Task instructions: From the entries below, copy every line holding the word "dirt".

⁂

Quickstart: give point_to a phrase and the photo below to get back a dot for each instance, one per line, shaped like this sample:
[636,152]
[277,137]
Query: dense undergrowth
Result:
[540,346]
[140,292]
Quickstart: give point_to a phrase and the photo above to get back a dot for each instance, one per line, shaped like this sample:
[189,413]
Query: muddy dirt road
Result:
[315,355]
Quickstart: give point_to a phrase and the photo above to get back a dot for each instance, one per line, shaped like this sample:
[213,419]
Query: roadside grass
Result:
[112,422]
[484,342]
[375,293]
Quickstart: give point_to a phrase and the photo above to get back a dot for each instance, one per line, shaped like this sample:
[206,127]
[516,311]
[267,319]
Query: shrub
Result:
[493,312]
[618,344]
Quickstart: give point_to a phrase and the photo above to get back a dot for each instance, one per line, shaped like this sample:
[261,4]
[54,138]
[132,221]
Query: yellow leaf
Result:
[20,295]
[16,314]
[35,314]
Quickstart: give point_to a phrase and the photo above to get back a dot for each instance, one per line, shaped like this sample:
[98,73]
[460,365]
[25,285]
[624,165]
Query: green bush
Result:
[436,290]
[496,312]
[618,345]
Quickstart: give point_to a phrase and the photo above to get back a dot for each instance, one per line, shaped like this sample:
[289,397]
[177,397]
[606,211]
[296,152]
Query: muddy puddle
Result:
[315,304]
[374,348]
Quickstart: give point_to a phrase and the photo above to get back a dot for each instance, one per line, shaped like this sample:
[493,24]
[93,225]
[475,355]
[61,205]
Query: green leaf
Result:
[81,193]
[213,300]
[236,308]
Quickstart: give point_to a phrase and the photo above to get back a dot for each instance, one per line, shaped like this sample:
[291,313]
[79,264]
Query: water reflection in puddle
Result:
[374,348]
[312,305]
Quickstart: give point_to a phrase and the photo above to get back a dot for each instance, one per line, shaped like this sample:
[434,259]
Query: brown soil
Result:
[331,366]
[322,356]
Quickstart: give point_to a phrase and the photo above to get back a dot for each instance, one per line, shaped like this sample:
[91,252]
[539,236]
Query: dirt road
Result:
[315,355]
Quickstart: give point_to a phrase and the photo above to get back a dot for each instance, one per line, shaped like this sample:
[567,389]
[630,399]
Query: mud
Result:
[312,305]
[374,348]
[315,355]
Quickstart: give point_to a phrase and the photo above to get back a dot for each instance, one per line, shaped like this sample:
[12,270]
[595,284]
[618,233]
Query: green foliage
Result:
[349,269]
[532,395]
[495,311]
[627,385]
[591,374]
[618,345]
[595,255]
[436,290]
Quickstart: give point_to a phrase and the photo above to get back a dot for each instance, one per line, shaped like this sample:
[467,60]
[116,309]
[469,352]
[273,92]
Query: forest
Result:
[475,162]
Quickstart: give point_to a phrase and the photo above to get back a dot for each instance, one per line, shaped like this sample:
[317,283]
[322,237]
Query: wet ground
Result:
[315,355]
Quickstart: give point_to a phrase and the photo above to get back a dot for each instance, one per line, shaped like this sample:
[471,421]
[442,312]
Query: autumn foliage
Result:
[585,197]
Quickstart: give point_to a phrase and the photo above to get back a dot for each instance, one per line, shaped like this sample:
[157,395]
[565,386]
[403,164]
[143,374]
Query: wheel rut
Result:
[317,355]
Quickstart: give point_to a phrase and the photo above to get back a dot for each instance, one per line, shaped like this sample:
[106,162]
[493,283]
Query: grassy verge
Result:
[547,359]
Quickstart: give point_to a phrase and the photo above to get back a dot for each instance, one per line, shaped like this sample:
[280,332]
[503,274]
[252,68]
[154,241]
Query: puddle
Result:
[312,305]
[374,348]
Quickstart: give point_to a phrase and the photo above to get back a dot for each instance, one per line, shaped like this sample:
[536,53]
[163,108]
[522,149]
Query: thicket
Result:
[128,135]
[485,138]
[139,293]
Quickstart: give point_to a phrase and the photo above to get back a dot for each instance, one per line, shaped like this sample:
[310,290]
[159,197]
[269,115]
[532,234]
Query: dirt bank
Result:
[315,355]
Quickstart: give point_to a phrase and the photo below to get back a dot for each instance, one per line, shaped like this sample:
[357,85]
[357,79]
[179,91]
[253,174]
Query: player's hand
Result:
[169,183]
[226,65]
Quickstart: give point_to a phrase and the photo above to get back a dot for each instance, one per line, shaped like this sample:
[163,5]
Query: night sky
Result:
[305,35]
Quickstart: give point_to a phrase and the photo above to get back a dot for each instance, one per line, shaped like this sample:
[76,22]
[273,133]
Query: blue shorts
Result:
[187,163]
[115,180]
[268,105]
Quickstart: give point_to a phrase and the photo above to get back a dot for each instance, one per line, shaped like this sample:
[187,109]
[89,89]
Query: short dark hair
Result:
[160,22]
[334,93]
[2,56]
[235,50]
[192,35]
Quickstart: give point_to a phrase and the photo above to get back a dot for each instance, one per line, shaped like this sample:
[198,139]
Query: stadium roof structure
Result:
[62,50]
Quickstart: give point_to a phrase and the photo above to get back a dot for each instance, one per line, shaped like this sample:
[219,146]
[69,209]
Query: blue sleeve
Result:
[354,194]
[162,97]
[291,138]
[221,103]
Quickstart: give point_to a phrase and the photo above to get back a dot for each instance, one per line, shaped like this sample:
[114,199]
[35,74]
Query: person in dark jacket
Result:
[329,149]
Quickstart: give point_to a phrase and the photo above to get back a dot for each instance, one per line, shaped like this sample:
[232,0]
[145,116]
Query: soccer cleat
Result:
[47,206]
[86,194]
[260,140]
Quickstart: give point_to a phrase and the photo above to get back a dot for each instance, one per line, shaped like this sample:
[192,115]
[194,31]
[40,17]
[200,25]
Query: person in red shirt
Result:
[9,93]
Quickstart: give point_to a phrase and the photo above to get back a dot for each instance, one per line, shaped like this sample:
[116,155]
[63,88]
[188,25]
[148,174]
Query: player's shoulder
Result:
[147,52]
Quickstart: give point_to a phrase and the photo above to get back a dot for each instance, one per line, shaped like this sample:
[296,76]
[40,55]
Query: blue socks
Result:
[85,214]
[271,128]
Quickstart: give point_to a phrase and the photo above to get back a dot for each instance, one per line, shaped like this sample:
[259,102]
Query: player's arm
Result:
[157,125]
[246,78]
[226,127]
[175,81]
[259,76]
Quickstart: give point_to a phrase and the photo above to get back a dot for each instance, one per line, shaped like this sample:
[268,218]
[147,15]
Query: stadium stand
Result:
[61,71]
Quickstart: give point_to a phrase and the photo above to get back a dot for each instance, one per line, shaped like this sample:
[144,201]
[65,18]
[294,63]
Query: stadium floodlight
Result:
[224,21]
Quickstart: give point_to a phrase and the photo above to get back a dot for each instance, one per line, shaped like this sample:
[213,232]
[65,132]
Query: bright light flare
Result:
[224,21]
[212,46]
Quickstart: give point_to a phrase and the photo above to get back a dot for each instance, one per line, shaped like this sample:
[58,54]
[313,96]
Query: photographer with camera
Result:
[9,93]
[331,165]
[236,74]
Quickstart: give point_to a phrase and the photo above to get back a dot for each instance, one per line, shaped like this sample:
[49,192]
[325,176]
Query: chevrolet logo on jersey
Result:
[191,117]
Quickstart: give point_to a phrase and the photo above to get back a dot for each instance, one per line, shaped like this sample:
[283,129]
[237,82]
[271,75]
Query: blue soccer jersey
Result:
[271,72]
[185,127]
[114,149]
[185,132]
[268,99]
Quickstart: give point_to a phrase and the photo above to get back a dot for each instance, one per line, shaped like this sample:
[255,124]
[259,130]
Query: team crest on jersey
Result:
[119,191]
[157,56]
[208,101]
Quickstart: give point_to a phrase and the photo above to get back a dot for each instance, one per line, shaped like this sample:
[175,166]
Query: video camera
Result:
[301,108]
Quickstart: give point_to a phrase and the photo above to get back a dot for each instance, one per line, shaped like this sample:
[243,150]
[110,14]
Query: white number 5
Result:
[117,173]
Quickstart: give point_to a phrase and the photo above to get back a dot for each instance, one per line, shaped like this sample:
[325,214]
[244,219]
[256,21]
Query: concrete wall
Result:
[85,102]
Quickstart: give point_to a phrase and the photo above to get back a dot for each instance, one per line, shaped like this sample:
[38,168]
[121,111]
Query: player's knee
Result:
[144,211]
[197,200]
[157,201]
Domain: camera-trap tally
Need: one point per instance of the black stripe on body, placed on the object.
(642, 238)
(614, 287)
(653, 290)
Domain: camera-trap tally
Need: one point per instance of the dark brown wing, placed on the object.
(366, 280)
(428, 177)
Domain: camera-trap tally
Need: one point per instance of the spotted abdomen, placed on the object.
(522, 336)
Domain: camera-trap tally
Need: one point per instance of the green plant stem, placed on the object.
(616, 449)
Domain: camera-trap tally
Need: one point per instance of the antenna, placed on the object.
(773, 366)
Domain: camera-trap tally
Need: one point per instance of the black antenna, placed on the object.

⁂

Solved exercise:
Query: muddy dirt road
Query: dirt road
Query: dirt bank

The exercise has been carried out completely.